Mencari Ketua RT/RW di Era Digital: Sebuah Dilema

Birokrasi, Politik87 Dilihat

Sumber gambar: Kebumenkab

Dalam sistem pemerintahan Republik Indonesia, dikenal istilah Rukun Tetangga dan Rukun Warga atau disingkat RT dan RW, yang merupakan suatu lembaga kemasyarakatan yang berada di wilayah kelurahan atau desa.

Organisasi Rukun Tetangga dan Rukun Warga tidak disebut dan tidak termasuk dalam sistem pemerintahan, dan pembentukannya adalah melalui musyawarah masyarakat setempat dalam rangka pelayanan kemasyarakatan yang ditetapkan oleh desa/Kelurahan.

Berdasarkan Peraturan Menteri Dalam Negeri Nomor 5 Tahun 2007 Tentang Pedoman Penataan Lembaga Kemasyarakatan, pasal 1 disebutkan bahwa : Rukun Warga, untuk selanjutnya disingkat RW atau sebutan lainnya adalah bagian dari kerja lurah dan merupakan lembaga yang dibentuk melalui musyawarah pengurus RT di wilayah kerjanya yang ditetapkan oleh Pemerintah Desa atau Lurah.

Rukun Tetangga, untuk selanjutnya disingkat RT atau sebutan lainnya adalah lembaga yang dibentuk melalui musyawarah masyarakat setempat dalam rangka pelayanan pemerintahan dan kemasyarakatan yang ditetapkan oleh Pemerintah Desa atau Lurah.

§ **Petunjuk Tugas**:
Jelaskan dalam satu sampai tiga kalimat, berdasarkan kutipan teks di atas, tujuan pembentukan Rukun Tetangga melalui musyawarah masyarakat setempat.

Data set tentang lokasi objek

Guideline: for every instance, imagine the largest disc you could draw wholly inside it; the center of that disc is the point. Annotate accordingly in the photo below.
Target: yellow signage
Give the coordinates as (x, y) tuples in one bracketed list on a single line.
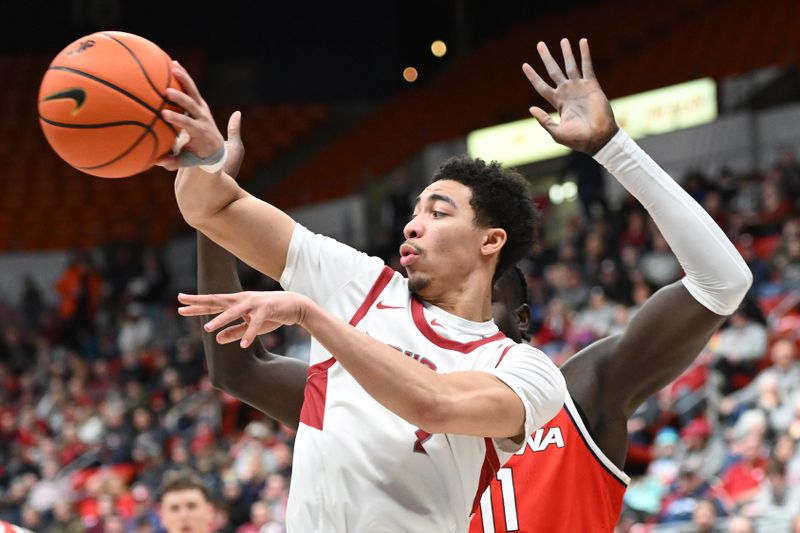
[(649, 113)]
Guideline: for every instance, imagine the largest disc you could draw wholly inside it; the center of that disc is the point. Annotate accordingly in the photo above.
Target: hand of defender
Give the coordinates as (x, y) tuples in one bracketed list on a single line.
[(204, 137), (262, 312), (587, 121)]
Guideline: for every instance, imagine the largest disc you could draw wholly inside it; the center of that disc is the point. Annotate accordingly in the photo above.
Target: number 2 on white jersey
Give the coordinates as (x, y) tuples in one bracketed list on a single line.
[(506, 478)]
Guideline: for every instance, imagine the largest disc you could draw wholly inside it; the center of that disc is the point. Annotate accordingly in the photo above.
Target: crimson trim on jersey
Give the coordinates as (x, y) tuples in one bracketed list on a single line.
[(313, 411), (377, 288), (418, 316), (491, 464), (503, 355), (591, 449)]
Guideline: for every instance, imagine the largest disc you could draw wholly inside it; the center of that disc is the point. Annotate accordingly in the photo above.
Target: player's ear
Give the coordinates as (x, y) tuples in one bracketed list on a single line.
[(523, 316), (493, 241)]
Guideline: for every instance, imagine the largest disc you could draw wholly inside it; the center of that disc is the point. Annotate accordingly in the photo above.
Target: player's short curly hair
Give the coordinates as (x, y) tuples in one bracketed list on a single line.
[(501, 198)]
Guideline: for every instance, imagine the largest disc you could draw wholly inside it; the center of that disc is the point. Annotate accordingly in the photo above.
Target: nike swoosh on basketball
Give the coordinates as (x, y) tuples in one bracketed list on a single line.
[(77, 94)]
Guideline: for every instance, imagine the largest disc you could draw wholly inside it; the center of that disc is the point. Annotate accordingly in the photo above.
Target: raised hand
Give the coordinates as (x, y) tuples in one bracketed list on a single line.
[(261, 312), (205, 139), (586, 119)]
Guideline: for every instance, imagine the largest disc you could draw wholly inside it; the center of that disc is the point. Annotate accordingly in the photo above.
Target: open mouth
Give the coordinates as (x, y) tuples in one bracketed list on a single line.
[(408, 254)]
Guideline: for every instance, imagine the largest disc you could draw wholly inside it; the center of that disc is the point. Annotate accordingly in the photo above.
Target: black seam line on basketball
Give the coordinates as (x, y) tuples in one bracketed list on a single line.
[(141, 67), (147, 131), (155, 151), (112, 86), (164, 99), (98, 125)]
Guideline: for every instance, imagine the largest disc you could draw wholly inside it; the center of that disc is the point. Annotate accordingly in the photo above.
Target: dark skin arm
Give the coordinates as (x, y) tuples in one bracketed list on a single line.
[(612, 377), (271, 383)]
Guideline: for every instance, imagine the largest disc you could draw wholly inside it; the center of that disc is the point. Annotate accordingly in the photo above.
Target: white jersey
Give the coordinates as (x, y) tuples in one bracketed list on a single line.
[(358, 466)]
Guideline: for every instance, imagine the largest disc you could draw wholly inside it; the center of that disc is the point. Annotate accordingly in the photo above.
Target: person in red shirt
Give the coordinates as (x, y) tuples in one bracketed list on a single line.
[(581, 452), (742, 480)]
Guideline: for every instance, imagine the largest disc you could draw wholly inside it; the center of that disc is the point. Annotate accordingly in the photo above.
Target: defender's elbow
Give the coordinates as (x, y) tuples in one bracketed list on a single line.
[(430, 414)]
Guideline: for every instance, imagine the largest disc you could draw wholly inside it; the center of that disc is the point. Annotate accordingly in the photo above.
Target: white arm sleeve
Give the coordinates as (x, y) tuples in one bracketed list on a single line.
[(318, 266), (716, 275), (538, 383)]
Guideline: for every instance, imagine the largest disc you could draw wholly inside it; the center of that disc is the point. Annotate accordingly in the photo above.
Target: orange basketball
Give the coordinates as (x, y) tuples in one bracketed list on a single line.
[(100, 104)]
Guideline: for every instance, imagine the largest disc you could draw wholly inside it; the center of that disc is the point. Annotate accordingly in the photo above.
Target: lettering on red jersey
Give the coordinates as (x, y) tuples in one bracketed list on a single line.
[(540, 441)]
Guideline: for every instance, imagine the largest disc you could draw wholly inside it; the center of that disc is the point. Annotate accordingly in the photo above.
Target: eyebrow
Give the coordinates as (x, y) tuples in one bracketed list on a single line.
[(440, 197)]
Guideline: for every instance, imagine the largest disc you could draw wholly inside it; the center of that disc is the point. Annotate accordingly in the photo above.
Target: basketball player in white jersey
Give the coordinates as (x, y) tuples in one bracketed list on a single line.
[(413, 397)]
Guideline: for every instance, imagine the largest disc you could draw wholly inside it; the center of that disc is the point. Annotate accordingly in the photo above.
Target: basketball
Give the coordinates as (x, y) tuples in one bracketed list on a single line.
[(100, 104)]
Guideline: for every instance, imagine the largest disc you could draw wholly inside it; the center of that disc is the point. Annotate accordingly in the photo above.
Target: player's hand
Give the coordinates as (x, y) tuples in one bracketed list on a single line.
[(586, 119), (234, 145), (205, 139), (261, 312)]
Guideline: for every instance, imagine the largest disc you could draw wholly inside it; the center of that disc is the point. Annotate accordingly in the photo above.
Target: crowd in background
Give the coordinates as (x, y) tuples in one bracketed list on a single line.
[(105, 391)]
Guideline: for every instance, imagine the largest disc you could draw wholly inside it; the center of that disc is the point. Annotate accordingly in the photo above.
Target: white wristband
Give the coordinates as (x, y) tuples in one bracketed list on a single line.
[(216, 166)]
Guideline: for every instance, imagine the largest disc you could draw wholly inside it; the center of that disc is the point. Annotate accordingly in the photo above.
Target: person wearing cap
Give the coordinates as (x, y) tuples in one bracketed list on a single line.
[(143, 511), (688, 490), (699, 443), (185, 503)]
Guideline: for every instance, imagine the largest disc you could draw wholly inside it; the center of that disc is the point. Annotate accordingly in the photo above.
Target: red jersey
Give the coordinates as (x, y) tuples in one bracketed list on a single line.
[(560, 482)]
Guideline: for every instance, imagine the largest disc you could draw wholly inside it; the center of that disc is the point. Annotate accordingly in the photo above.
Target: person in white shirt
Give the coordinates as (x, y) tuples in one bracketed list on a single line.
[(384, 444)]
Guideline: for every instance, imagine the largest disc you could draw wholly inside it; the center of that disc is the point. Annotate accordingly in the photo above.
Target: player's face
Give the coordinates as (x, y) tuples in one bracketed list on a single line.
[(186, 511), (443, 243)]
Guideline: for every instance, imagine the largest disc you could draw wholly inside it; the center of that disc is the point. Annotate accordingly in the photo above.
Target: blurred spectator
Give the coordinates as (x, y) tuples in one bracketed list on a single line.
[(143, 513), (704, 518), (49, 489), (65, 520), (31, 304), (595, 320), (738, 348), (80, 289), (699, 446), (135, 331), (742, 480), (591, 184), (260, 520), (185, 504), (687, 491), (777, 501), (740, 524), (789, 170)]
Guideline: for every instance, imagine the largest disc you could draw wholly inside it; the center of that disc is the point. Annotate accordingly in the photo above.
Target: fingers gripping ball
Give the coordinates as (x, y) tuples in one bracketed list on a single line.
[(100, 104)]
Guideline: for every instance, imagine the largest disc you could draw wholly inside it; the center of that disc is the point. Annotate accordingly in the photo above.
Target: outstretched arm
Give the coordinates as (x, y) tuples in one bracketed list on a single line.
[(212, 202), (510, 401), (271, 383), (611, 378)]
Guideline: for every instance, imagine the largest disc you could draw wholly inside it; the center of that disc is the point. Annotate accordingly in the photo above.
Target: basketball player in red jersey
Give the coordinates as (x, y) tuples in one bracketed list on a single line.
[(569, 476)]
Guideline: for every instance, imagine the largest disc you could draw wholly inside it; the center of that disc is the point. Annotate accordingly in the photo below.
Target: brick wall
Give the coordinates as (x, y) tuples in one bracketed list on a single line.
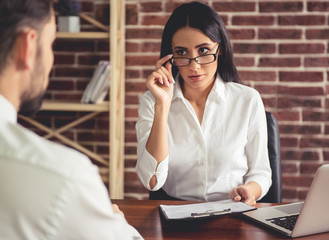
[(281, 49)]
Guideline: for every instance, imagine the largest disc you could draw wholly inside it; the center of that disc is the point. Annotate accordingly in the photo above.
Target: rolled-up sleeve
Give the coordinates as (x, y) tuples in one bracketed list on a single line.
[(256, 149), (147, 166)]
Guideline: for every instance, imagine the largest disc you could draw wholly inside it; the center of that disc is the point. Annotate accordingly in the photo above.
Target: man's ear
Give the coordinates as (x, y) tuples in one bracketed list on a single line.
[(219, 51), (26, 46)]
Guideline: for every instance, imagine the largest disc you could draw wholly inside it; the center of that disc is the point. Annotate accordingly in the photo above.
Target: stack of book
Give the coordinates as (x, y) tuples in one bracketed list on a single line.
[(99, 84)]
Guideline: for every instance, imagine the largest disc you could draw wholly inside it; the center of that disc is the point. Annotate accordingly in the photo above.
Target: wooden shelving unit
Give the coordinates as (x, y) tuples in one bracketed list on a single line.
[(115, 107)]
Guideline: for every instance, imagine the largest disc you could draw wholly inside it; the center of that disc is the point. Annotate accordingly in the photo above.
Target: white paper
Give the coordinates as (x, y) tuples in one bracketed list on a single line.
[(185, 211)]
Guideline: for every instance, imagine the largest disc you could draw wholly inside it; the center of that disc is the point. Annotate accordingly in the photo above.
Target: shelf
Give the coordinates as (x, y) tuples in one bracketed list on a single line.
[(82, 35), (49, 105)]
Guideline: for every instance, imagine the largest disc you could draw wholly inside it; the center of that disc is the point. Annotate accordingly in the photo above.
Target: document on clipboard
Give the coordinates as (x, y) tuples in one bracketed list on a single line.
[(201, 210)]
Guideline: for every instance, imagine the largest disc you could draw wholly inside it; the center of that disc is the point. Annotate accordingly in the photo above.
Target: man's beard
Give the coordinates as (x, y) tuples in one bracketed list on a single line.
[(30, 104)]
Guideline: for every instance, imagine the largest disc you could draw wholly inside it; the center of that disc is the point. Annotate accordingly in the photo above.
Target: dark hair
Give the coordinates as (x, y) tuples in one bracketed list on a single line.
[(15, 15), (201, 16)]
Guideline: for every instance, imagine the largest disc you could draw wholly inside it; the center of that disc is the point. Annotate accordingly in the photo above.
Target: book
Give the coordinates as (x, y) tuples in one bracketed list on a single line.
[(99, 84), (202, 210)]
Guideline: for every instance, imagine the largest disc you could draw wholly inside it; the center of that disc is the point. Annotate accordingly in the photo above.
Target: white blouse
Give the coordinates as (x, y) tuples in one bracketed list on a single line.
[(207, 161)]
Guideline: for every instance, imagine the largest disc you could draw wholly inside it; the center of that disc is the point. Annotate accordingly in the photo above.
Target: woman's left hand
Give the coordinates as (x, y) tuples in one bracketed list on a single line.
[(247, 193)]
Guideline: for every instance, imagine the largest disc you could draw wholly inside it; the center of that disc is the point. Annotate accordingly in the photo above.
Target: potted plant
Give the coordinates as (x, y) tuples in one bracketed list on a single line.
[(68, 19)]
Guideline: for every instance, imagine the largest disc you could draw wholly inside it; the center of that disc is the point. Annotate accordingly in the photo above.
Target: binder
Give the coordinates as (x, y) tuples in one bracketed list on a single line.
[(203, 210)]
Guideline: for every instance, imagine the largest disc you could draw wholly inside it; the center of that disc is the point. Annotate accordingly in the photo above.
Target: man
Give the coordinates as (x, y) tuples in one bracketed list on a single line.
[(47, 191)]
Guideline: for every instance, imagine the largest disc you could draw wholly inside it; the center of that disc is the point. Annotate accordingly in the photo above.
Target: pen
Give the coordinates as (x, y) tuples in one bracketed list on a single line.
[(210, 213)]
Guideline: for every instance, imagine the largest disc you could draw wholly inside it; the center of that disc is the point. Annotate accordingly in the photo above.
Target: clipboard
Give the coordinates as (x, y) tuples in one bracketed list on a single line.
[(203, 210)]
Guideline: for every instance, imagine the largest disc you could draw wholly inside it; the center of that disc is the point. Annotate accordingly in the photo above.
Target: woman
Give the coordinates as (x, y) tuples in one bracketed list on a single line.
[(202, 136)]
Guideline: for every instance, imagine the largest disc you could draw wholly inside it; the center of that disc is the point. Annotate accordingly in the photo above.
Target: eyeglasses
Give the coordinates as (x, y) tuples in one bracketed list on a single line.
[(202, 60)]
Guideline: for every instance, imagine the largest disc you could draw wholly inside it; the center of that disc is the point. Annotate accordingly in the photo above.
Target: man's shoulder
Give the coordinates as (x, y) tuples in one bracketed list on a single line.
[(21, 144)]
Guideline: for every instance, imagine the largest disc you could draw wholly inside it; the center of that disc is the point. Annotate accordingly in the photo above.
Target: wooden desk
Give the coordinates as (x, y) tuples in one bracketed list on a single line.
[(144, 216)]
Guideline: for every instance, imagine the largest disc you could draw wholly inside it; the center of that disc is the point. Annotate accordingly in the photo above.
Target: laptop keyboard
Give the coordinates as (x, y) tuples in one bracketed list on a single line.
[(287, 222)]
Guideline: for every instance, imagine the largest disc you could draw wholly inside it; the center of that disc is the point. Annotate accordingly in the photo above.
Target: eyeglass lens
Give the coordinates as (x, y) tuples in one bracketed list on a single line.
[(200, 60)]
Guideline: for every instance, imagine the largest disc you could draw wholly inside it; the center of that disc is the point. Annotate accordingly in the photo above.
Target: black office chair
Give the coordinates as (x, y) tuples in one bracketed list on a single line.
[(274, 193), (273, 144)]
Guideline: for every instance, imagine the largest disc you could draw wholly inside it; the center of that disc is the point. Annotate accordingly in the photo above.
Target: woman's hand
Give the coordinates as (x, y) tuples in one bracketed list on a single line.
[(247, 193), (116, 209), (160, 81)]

§ **Jawaban Tugas**:
Menurut Peraturan Menteri Dalam Negeri Nomor 5 Tahun 2007, Rukun Tetangga dibentuk melalui musyawarah masyarakat setempat dalam rangka pelayanan pemerintahan dan kemasyarakatan. Pembentukannya kemudian ditetapkan oleh Pemerintah Desa atau Lurah.